### PROBLEM
Pull out each line in the records below that contains the word "green", and copy those lines in full.

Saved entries
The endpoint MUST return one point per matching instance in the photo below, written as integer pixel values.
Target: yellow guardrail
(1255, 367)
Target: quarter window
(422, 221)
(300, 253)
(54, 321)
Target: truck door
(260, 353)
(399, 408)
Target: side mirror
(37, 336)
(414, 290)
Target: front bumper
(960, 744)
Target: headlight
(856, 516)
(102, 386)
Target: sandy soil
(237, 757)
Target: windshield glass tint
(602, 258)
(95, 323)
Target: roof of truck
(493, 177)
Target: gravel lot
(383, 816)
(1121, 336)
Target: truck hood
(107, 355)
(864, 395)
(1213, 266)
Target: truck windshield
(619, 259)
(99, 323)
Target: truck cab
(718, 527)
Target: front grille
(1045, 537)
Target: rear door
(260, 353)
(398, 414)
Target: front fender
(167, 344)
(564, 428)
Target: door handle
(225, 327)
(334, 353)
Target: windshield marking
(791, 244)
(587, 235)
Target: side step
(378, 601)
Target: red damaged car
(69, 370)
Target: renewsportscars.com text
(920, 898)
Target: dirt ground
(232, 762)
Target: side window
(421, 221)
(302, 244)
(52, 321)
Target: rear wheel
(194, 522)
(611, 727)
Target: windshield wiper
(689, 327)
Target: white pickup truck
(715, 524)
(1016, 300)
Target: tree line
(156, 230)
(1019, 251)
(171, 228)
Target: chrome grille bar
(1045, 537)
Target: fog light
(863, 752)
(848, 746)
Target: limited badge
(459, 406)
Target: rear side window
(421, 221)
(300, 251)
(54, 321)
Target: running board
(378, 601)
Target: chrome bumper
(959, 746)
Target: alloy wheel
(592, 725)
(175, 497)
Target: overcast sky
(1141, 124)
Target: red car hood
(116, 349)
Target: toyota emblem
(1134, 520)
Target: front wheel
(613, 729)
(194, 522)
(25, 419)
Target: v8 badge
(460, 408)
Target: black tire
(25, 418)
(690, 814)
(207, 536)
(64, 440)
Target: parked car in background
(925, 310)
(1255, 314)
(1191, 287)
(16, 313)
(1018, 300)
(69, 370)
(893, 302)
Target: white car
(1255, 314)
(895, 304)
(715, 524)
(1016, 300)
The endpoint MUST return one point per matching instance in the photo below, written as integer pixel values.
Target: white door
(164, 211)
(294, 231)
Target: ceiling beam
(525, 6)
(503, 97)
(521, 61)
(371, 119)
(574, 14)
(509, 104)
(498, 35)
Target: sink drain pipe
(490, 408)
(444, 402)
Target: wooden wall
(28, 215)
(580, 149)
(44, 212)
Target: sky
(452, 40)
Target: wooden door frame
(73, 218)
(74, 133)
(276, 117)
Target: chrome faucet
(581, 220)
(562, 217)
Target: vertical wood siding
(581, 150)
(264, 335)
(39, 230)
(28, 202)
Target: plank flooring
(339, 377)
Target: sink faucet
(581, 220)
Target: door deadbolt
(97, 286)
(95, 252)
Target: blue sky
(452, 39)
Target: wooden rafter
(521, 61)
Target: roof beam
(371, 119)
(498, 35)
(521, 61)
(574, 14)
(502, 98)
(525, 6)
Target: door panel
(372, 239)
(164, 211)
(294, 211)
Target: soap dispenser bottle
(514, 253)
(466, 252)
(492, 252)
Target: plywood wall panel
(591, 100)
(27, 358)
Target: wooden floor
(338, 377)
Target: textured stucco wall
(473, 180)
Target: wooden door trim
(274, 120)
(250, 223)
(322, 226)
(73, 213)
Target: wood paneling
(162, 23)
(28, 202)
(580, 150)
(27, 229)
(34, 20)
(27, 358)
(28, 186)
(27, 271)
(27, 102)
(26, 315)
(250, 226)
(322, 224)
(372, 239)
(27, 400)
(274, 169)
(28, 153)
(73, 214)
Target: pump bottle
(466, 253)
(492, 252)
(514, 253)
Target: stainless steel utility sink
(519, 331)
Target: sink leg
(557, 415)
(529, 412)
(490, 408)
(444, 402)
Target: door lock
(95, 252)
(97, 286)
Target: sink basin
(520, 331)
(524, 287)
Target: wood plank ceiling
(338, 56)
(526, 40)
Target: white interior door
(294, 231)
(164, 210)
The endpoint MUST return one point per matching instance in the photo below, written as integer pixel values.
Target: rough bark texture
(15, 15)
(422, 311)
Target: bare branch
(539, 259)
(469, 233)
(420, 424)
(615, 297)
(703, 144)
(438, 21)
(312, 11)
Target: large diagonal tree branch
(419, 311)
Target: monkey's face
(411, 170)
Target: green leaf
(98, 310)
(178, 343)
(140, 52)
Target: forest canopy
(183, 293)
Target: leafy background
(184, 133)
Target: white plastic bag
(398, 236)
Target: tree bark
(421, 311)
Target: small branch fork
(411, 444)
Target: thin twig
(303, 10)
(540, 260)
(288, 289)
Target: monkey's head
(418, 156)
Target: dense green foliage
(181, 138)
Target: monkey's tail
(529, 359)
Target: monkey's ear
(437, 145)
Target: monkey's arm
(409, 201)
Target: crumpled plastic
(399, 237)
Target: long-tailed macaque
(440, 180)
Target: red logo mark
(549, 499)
--
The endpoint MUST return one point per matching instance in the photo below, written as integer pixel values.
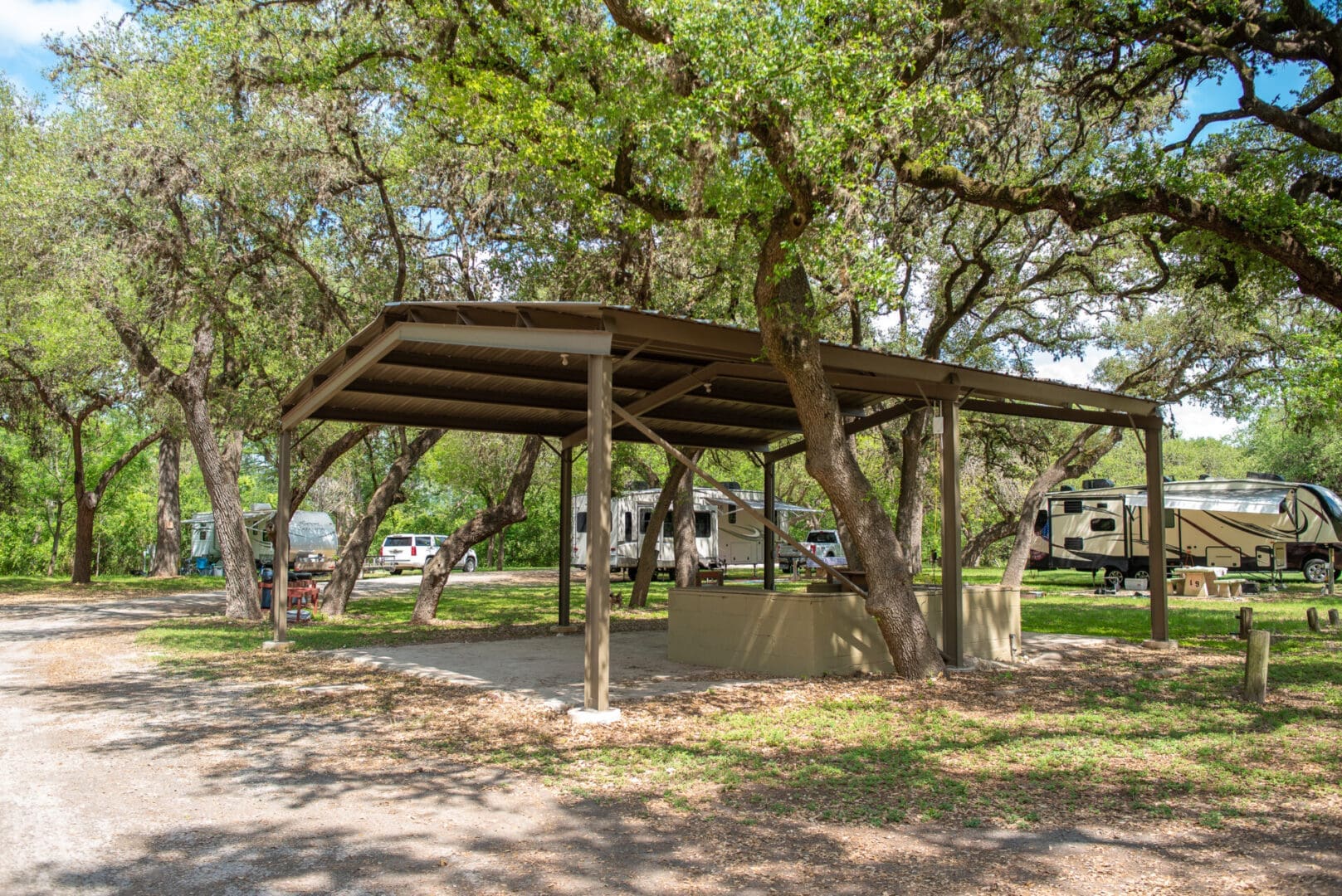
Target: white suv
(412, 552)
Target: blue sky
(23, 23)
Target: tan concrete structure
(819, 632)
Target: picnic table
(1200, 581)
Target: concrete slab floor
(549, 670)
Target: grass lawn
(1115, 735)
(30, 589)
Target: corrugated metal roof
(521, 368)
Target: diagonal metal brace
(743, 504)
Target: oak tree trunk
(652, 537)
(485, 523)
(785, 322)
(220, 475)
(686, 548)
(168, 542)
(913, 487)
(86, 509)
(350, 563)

### RESULT
Target: green leaf
Target: dense green foliage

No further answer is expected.